Can you repeat the review of The Common Sense word for word, starting with "The work features" and going on through "Happy. Hurt."?

Document text
============================================================

We Feel Fine. The Common Sense
Kritikk, Martin Palmer 25.04.2016
«Technology is changing us – our attitudes, our behavior and our bodies,» states Melanie Gilligan in her introduction to The Common Sense. The artwork, presented as a short television series, attempts with an experimental narrative to tell the story of a future technology that enables people to experience each other’s physical sensations and inner feelings, and to share these directly with each other in real time.
The work features on a small and chaotic website, which alternates between being an actual information channel and an integral part of Gilligan’s artistic expression. Various juxtaposed statements fill the screen as one scrolls downward on a background of tumblr type images that promote the project, and that the user can with a click, ‘like’, or share through various social media channels.
Afraid. Relaxed.
Ecstatic. Grief.
Happy. Hurt.
Excited. Alone.
Revolutionary. Sleepy.
Beyond this in the exhibition, are screened 15 episodes of a story that are divided into three ‘phases’. Previously these have only been shown, in Gilligan’s words, as a «nomadic viewing experience», spread respectively across three institutions: Casco, Utrecht, Museum De Hallen, Haarlem and De Appel Art Centre, Amsterdam, who co-produced the project. The Common Sense thereby appears for the first time in its entirety at a single location at Trondheim Kunstmuseum, on the invitation of director, Johan Börjesson.

============================================================

Recorded data
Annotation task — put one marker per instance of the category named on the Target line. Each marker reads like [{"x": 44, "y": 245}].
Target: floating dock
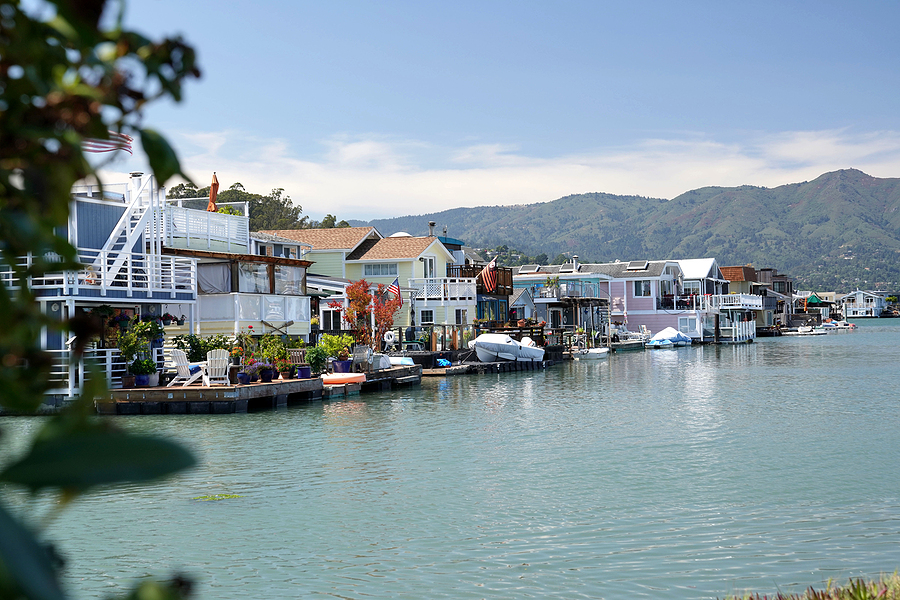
[{"x": 228, "y": 399}]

============================================================

Response for this exercise
The work features on a small and chaotic website, which alternates between being an actual information channel and an integral part of Gilligan’s artistic expression. Various juxtaposed statements fill the screen as one scrolls downward on a background of tumblr type images that promote the project, and that the user can with a click, ‘like’, or share through various social media channels.
Afraid. Relaxed.
Ecstatic. Grief.
Happy. Hurt.